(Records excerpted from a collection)
>> start

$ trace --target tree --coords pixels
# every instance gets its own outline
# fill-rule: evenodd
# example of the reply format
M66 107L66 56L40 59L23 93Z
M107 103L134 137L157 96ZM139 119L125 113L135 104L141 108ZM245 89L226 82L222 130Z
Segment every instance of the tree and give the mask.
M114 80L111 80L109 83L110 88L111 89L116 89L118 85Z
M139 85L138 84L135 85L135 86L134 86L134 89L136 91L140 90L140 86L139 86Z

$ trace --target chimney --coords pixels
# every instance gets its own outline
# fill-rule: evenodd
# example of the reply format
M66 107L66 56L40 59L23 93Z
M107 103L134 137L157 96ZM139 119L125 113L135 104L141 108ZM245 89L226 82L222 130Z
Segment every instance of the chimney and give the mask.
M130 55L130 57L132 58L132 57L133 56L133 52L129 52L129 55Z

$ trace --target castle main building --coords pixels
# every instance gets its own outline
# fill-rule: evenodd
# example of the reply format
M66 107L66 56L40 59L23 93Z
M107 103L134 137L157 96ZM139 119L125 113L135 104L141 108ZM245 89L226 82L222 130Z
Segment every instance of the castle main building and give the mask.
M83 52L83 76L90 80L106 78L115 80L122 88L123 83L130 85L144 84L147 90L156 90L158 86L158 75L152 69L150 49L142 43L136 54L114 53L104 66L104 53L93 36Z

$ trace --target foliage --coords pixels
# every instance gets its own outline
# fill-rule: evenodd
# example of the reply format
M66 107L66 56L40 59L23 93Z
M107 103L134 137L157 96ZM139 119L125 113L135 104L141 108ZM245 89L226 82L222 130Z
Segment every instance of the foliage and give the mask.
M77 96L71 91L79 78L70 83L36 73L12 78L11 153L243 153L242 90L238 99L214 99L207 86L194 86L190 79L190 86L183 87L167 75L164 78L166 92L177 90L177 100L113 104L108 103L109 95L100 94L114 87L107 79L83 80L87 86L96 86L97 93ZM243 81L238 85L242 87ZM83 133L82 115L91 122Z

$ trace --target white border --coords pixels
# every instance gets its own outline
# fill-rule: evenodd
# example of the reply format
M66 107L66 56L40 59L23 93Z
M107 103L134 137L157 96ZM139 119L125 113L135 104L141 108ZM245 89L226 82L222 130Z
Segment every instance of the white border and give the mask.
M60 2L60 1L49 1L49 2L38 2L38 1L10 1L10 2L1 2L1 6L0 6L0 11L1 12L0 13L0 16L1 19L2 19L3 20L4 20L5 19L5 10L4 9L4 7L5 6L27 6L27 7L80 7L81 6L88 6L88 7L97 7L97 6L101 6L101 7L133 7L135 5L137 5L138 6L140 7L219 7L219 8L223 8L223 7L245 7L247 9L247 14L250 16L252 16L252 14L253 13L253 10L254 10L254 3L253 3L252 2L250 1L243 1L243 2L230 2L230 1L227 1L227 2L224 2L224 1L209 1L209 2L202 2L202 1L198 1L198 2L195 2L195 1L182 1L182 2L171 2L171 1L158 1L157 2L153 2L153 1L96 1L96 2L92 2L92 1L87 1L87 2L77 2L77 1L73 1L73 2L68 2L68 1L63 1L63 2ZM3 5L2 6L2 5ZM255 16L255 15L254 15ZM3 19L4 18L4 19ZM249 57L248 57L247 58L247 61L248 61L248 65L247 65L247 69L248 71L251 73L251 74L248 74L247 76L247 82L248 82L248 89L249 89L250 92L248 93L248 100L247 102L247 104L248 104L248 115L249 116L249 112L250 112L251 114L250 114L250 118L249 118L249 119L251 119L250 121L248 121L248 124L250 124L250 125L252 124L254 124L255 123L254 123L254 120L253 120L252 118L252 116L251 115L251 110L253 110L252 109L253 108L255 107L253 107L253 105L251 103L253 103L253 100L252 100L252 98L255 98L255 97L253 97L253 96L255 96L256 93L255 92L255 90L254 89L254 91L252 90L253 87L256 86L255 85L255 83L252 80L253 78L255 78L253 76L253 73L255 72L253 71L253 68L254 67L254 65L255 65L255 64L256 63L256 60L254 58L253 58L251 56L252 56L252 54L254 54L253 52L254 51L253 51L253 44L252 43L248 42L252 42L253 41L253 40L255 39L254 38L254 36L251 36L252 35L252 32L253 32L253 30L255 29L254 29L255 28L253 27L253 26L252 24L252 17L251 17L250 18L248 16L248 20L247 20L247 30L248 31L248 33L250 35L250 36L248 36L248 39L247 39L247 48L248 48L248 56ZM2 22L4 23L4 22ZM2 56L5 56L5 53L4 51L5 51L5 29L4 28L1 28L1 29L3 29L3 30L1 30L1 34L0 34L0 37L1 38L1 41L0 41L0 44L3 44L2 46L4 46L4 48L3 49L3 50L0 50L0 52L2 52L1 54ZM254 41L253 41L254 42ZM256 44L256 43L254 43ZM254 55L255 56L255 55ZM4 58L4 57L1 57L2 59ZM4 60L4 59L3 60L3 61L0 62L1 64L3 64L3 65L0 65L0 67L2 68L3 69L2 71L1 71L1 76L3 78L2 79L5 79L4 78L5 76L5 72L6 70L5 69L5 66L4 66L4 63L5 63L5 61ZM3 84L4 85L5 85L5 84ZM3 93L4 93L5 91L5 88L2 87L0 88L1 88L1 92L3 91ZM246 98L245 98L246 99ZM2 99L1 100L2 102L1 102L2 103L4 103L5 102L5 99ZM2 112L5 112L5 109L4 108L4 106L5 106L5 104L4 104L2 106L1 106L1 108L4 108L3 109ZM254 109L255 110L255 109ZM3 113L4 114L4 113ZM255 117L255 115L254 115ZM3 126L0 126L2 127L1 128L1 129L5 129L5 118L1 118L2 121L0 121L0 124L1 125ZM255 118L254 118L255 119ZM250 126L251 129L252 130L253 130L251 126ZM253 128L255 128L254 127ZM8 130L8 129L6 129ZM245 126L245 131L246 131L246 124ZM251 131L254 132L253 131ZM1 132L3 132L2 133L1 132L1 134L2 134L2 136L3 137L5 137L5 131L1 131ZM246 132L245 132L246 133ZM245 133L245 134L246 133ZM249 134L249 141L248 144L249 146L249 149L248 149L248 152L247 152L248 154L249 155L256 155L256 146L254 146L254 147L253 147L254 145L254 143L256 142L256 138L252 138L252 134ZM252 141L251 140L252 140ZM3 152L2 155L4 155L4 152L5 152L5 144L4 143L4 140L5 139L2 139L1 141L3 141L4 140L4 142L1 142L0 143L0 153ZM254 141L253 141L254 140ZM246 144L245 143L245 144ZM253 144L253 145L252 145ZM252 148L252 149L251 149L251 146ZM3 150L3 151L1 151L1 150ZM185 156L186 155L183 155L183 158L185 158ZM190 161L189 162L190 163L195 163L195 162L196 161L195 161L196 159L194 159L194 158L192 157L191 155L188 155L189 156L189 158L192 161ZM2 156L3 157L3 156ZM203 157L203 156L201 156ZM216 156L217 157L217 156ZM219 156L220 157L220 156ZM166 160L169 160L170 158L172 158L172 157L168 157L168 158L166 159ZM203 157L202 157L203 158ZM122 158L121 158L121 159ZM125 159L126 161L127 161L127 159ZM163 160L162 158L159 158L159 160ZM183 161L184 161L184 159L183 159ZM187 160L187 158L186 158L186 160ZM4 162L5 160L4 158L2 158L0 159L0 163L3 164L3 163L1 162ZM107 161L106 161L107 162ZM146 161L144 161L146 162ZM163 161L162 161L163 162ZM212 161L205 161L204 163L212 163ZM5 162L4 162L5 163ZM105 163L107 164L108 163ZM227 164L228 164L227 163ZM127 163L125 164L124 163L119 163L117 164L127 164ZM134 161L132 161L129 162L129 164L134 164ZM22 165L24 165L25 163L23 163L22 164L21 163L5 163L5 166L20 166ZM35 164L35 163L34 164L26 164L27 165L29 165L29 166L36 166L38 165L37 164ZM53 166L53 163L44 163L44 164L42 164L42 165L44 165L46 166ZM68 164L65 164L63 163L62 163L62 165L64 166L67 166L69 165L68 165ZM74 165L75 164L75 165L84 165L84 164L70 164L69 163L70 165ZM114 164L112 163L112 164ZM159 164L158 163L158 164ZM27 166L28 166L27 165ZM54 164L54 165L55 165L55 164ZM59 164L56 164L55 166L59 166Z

>> end

> [Your objective]: Rewrite the entries starting at the line containing "chimney --coords pixels" and ending at the line containing "M77 96L71 91L79", swapping "reply format" for "response format" and keeping everything else the same.

> [Task response]:
$ trace --target chimney --coords pixels
# every instance gets its own outline
# fill-rule: evenodd
# example of the response format
M66 107L66 56L40 59L23 93Z
M107 103L134 137L157 96ZM139 119L125 113L135 104L141 108ZM245 89L226 82L222 130Z
Segment every instance of the chimney and give the mask.
M130 55L130 57L132 58L132 57L133 56L133 52L129 52L129 55Z

$ trace --target castle main building --coords pixels
# every instance gets its own outline
# fill-rule: evenodd
# example of the response format
M66 107L66 56L40 59L23 93Z
M107 103L134 137L157 96ZM139 119L125 113L135 104L141 108ZM245 89L226 82L222 130Z
Segment every instance of the castle main building and give the mask.
M83 52L83 76L90 80L106 78L115 80L122 88L123 83L130 85L144 84L147 90L156 90L158 86L158 75L152 69L150 49L142 43L136 54L114 53L104 66L104 53L93 36Z

$ trace --target foliage --coords pixels
# every instance gets its own outline
# fill-rule: evenodd
# example of the response format
M66 107L66 56L40 59L23 93Z
M107 103L134 137L157 96ZM139 119L125 113L135 104L141 108ZM245 89L226 82L222 130Z
Segment every instance of the foliage and give the mask.
M77 96L71 91L79 78L70 83L36 73L12 78L11 153L243 153L242 90L238 99L214 99L207 86L194 86L190 79L190 86L183 87L167 75L164 78L166 92L177 90L177 100L113 104L108 103L109 95L100 94L114 87L107 79L83 80L87 86L96 86L97 93ZM243 81L238 85L242 87ZM83 133L82 115L91 122Z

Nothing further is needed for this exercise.